*** Opening TASK MATERIAL ***

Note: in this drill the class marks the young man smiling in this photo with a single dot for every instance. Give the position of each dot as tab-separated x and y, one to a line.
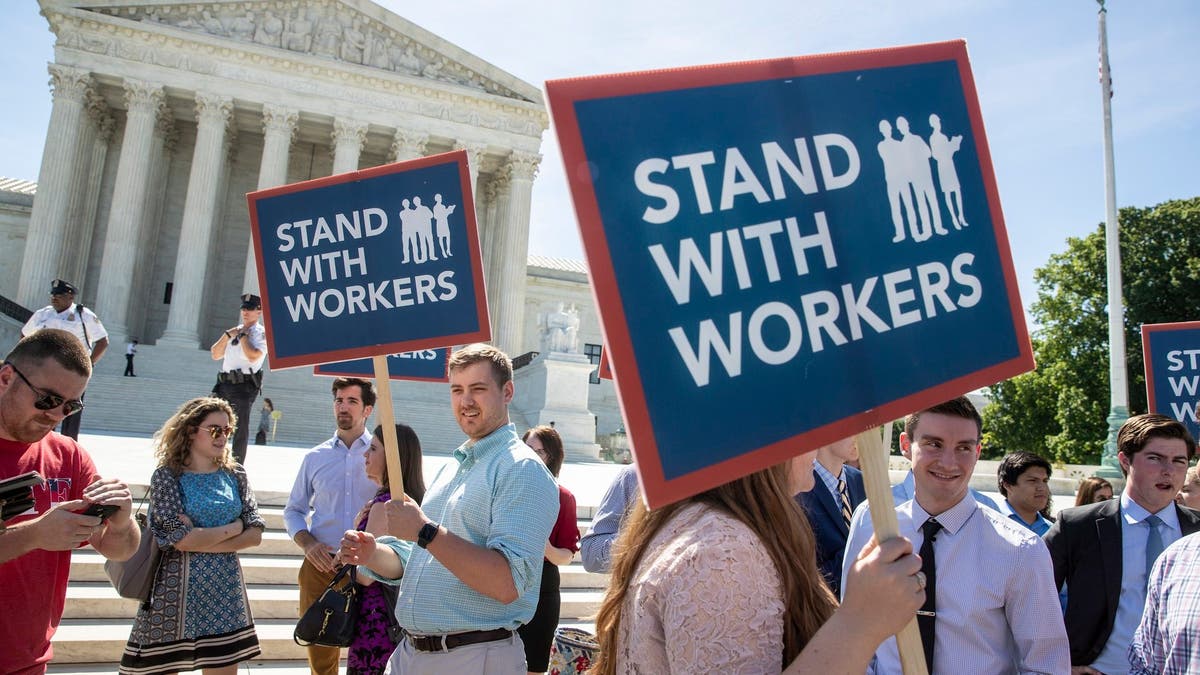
990	604
475	574
329	490
1107	549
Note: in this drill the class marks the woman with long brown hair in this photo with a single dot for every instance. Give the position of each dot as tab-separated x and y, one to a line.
373	640
727	581
202	512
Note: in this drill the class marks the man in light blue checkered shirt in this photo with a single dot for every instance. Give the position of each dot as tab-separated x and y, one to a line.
481	531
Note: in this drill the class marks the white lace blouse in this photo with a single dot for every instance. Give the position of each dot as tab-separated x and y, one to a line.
705	598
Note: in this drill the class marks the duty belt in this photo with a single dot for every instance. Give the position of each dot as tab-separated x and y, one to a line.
239	377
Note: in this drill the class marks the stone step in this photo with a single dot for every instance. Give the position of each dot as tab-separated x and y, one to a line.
88	646
88	566
99	599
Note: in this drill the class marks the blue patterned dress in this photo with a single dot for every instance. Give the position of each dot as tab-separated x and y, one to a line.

*** Closing TASK MATERIAL ***

> **EXERCISE DIRECTIONS**:
Starting at the line where "Note: in this drill the class marks the white" appears, write out every line exactly as it stands until the listing ends, and add nothing.

> **TASK RESPONSE**:
Note: in this drill the class marks the white lace blouse in this photo with a single dot for every instance. Give the position of each dot as tab-separated x and y, one to a line.
705	598
Note: in this drill the class marks the duty belt in this photo with a single dot for every instance. Give the position of each dot as tab-separated x and y, one to a line.
239	377
Note: in this drill the class marks the stone step in this photo with a single dot for every instance. Give the position of each dot as tab-separated x and y, one to a line.
88	646
88	566
99	599
Note: in this drill the class marks the blue patterned dress in this photo with a single dot for every instance. Give the position of each dot as tab-separated x and y, one to a line.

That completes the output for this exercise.